--- TEXT ---
On Monday, an Egyptian court sentenced three people to death, including Bahaa Kishk, a top aide to terrorist, Hisham Ashmawy, for belonging to a terrorist group.
Kishk, who was arrested in Libya and extradited to Egypt, is believed to have been the right-hand man to Ashmawy, who was also captured in the eastern Libyan city of Derna in late 2018, by the Libyan National Army (LNA).
The court also ordered the placing of the three convicts on the national terrorism list. The other convicts are Mohamed Fathi, and Mohamed Morgan.
They face charges of “leading a terrorist group that sought to use power, violence, and intimidation domestically to disturb public order and jeopardize the safety of society.”
The group is being accused of “harming individuals; spreading fear among them; putting their lives, freedoms, public and private rights, and security at stake.”

--- EXTRACTED RECORDS ---

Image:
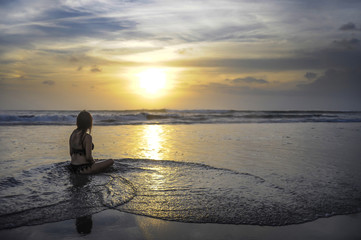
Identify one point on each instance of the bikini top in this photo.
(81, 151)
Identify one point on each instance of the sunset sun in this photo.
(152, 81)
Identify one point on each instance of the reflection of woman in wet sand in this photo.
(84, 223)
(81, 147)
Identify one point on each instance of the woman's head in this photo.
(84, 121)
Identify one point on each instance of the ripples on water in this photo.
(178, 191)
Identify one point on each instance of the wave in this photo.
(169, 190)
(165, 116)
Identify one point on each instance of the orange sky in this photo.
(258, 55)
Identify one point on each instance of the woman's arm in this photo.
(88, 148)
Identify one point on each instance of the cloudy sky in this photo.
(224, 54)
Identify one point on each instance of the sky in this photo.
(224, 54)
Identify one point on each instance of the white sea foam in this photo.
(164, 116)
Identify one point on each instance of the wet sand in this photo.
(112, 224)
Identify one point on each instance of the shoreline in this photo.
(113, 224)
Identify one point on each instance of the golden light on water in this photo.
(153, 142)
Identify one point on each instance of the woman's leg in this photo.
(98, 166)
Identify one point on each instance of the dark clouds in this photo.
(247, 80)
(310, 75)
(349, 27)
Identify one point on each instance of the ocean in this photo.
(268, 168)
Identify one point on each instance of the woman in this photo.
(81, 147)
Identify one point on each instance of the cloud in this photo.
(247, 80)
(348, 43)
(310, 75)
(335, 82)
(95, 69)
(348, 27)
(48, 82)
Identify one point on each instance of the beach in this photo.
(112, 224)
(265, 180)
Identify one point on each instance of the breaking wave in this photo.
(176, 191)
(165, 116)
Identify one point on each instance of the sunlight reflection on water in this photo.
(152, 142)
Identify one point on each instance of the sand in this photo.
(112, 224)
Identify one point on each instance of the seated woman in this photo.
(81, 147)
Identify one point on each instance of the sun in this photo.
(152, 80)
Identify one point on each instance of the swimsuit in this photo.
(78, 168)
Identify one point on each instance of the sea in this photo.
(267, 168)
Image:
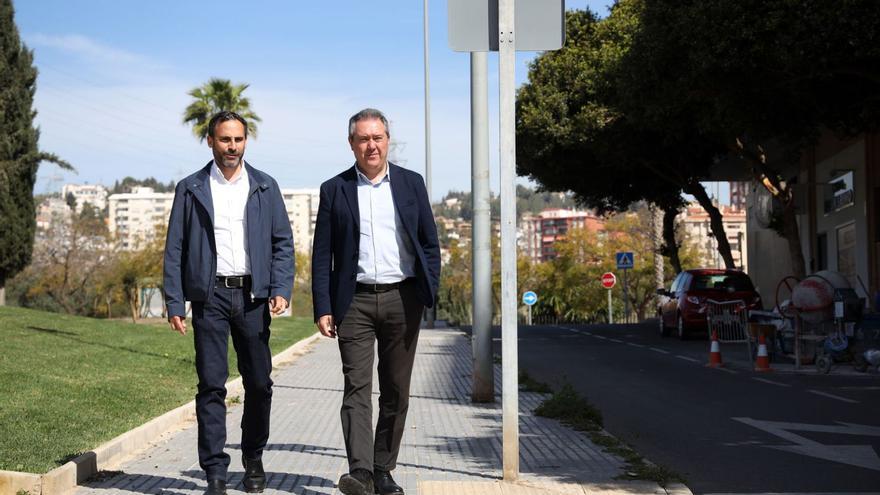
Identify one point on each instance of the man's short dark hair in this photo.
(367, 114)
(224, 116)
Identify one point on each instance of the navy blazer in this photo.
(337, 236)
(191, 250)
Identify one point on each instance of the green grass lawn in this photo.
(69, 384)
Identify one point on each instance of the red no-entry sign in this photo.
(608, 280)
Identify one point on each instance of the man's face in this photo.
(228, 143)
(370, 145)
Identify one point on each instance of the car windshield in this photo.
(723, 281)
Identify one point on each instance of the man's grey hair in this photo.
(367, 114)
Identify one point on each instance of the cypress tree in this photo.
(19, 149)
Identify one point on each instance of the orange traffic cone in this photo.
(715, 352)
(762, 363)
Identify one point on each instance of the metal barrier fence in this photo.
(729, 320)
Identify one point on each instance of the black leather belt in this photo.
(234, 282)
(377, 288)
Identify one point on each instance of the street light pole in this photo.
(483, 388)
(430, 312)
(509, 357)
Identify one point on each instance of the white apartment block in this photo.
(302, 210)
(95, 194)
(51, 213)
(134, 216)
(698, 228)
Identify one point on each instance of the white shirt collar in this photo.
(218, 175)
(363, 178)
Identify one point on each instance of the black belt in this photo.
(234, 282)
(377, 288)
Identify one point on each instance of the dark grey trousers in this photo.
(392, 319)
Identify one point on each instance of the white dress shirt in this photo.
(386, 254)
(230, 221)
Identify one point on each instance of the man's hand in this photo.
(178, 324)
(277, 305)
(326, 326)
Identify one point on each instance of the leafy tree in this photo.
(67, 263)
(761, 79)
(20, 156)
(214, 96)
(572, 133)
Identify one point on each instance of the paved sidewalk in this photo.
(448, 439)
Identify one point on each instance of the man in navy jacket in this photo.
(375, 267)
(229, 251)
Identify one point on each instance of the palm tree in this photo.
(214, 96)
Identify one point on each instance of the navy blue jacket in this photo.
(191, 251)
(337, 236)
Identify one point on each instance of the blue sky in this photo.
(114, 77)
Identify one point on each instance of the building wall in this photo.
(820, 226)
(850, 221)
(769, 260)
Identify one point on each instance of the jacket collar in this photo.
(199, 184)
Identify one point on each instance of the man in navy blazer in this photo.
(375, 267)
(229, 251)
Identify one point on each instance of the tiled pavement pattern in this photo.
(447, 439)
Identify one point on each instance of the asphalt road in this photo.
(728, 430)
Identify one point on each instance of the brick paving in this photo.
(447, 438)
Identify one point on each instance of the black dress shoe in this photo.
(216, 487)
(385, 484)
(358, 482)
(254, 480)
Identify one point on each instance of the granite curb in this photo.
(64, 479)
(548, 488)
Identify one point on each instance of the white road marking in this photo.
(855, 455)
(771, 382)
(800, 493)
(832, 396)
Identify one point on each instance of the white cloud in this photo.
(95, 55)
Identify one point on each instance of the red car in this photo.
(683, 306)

==

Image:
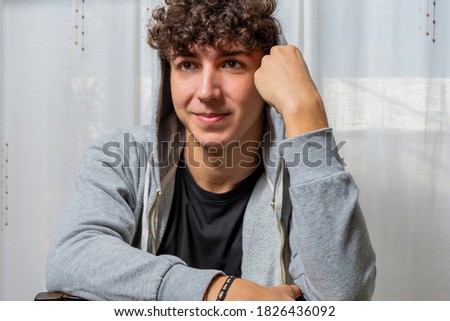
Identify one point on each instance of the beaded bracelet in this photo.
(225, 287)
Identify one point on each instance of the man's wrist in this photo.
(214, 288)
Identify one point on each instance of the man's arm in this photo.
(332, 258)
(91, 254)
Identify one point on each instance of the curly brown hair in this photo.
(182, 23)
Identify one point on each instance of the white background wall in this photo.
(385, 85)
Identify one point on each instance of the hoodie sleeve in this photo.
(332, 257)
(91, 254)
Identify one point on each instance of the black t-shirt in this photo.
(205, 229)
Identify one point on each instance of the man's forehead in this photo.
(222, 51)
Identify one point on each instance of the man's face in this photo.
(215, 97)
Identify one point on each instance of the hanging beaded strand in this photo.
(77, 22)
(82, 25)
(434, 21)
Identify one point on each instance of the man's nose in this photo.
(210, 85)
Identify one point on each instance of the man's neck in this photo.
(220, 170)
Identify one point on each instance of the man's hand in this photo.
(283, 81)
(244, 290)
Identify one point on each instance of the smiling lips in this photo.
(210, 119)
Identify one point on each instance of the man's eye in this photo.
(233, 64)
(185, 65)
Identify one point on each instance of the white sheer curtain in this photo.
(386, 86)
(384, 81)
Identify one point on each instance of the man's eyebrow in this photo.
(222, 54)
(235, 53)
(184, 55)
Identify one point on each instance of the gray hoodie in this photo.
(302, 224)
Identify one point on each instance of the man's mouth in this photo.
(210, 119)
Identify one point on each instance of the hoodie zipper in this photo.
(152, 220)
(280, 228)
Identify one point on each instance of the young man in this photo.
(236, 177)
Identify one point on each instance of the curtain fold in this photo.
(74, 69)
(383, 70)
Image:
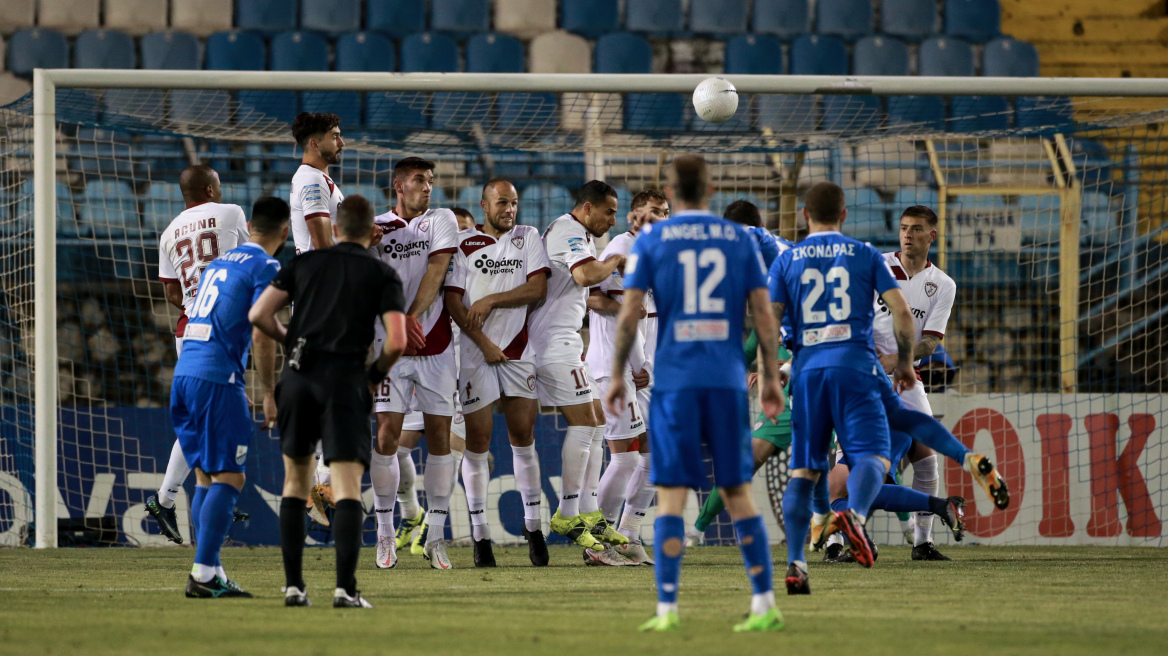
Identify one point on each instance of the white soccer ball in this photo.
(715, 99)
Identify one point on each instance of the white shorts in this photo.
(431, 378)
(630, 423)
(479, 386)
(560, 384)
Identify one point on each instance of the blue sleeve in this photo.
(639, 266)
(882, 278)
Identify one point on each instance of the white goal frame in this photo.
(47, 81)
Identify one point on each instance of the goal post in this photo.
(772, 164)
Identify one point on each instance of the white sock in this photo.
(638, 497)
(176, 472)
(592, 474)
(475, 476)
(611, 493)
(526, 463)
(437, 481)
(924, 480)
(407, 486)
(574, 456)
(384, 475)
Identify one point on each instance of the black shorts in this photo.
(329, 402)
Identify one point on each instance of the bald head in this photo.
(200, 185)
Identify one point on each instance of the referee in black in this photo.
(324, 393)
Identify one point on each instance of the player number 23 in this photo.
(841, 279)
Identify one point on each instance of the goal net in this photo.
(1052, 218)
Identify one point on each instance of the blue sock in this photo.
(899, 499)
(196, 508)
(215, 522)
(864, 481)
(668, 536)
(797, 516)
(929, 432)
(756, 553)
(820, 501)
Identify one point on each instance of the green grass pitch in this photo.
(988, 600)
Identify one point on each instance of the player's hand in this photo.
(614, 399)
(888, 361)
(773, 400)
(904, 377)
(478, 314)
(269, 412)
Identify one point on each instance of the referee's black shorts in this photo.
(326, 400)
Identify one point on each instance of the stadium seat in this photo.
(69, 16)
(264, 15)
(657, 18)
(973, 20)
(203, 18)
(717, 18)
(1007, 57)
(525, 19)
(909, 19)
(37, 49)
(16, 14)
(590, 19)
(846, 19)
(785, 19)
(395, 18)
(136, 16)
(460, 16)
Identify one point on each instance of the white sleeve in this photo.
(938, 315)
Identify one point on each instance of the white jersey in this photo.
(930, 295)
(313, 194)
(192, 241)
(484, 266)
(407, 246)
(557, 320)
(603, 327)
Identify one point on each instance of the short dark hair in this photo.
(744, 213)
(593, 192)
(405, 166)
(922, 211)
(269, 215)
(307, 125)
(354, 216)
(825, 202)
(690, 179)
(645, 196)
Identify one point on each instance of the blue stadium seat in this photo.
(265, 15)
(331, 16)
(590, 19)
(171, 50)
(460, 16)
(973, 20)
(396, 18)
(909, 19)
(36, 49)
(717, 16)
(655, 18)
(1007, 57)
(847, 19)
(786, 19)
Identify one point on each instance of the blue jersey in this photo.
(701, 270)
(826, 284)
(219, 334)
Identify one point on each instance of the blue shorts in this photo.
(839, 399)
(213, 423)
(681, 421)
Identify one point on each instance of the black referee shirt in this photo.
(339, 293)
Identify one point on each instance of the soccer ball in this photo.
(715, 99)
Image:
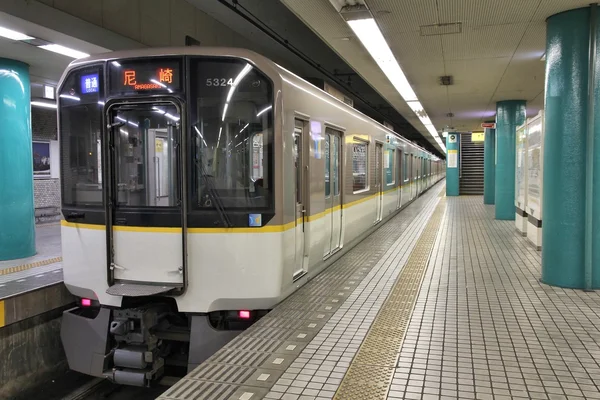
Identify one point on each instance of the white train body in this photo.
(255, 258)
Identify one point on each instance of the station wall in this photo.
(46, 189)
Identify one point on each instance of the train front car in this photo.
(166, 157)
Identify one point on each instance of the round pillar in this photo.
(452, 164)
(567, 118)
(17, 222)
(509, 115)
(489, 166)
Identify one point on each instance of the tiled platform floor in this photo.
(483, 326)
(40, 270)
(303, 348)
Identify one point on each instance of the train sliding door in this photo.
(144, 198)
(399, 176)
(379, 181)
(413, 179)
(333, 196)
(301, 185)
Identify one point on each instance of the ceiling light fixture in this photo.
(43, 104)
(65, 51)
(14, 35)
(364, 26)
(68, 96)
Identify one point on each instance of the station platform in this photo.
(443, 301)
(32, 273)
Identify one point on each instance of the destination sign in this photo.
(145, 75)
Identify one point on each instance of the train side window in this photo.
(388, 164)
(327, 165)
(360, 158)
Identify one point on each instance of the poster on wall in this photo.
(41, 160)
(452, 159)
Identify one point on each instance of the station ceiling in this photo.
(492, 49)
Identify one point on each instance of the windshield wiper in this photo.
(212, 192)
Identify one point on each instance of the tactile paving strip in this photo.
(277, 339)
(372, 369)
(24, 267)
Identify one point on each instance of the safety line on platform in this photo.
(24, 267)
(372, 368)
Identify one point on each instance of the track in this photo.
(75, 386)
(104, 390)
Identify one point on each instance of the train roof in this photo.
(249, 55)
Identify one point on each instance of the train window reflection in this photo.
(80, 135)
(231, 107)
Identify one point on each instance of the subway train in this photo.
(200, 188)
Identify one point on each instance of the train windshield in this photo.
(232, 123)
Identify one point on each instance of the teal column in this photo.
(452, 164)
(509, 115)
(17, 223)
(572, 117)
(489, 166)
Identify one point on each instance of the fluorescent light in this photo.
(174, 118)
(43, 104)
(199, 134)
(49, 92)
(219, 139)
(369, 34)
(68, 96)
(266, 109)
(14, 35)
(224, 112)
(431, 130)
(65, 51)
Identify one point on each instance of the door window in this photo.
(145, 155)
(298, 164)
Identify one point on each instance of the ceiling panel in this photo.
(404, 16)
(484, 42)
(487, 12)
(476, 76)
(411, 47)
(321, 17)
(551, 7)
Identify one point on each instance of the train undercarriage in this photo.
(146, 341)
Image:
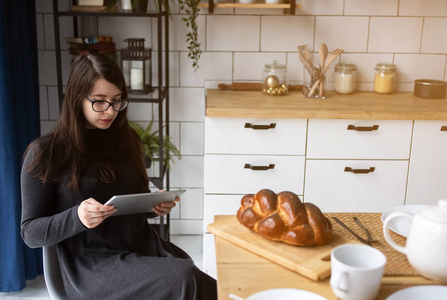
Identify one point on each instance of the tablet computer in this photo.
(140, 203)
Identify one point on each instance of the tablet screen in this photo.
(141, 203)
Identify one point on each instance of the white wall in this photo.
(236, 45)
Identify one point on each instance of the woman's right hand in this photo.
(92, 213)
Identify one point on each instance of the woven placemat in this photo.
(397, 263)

--- YOUR INSTRUCTIONS ---
Write the next part of the news report on the Egyptian court sentencing Bahaa Kishk and two others to death, starting after its final sentence.

--- RESPONSE FOR THIS EXERCISE ---
They are also charged with “harming national unity, social peace, and national security. As well as obstructing the general authorities and government institutions from carrying out their work and obstructing the implementation of the constitutional rulings and laws.”
Hisham Ashmawy, a former Egyptian army officer who joined Al-Qaeda, was executed in March 2020 over terrorism related crimes.
Ashmawy was charged with involvement in a 2014 attack that killed 21 Egyptian Border Guard personnel at the checkpoint in Wadi El-Gadid, near the country’s borders with Libya.
He was also found guilty for plotting to target ships crossing the Suez Canal, as well as helping a member of the Ansar Beit Al-Maqdis terrorist group escape from a government hospital in Ismailia.